◆ WHAT NEEDS TO BE DONE:
Rewrite the lines from the line with "task | place a point on the fire truck wheel, one" up to and including the line with "x=209, y=68", replacing "fire truck" with "fire engine" and leaving everything else unchanged.

Dataset records:
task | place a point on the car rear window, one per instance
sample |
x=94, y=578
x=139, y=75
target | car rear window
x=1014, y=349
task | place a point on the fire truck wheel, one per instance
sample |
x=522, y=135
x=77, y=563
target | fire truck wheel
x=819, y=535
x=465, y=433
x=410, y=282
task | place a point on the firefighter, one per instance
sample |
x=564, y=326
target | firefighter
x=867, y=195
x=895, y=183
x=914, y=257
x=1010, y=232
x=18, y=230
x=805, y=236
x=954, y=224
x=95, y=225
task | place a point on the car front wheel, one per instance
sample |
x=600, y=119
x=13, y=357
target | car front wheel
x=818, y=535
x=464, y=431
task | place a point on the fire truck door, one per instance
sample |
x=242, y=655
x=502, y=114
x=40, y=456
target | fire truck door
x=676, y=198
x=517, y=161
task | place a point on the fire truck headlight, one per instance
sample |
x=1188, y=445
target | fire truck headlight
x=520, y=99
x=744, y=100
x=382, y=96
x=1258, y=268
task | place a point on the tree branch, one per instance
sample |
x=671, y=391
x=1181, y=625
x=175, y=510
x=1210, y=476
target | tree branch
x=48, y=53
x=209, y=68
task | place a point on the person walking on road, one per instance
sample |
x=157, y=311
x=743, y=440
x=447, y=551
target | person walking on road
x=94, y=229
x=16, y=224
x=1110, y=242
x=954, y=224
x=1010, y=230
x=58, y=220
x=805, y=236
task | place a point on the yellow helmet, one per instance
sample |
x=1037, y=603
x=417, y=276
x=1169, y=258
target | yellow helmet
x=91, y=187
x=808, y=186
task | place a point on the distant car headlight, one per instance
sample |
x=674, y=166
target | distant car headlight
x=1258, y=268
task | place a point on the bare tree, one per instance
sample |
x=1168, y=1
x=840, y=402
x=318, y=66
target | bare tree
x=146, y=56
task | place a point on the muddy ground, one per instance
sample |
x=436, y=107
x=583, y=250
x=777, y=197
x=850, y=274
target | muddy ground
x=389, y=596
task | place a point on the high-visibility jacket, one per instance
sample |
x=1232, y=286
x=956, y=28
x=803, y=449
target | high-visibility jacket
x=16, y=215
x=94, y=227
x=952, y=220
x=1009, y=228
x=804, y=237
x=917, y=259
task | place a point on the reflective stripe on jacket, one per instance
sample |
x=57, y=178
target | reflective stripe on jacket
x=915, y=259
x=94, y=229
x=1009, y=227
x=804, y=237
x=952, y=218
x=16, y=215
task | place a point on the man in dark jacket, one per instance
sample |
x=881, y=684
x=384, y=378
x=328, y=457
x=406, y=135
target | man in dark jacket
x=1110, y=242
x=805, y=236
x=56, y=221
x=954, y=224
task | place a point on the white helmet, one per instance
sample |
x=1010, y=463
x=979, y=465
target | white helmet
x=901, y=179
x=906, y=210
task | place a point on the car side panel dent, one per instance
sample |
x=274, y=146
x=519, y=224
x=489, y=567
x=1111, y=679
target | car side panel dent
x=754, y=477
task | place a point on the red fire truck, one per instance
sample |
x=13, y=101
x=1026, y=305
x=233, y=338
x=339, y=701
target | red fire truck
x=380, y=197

...

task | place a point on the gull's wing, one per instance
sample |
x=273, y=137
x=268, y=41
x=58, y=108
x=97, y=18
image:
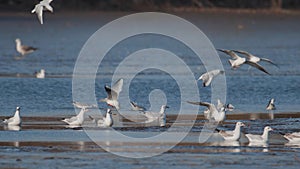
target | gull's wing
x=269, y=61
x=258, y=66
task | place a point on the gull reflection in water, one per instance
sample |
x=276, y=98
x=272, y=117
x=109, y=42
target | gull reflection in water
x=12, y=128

◆ SOLUTION TO THIS PROBLEM:
task | place a point on the fire engine wheel, one per instance
sample |
x=522, y=135
x=77, y=563
target | fire engine wheel
x=819, y=535
x=465, y=433
x=410, y=282
task | place a point on the firefighter, one per instance
sample |
x=564, y=326
target | firefighter
x=867, y=195
x=895, y=183
x=914, y=257
x=1010, y=232
x=18, y=230
x=805, y=236
x=954, y=224
x=95, y=225
task | place a point on the car front wheel, one per instance
sample |
x=600, y=119
x=13, y=357
target | car front wheel
x=818, y=535
x=464, y=431
task | place a point on the fire engine door, one per instance
sample |
x=242, y=655
x=502, y=114
x=40, y=456
target | fire engine door
x=676, y=198
x=517, y=161
task | place a point on the fire engine headlight, one per instance
sample |
x=1188, y=445
target | fire engine headlight
x=520, y=99
x=744, y=100
x=382, y=96
x=1258, y=268
task | place a point on the tree branch, one per instance
sample |
x=671, y=391
x=1181, y=625
x=175, y=510
x=1210, y=476
target | tree branch
x=48, y=53
x=209, y=68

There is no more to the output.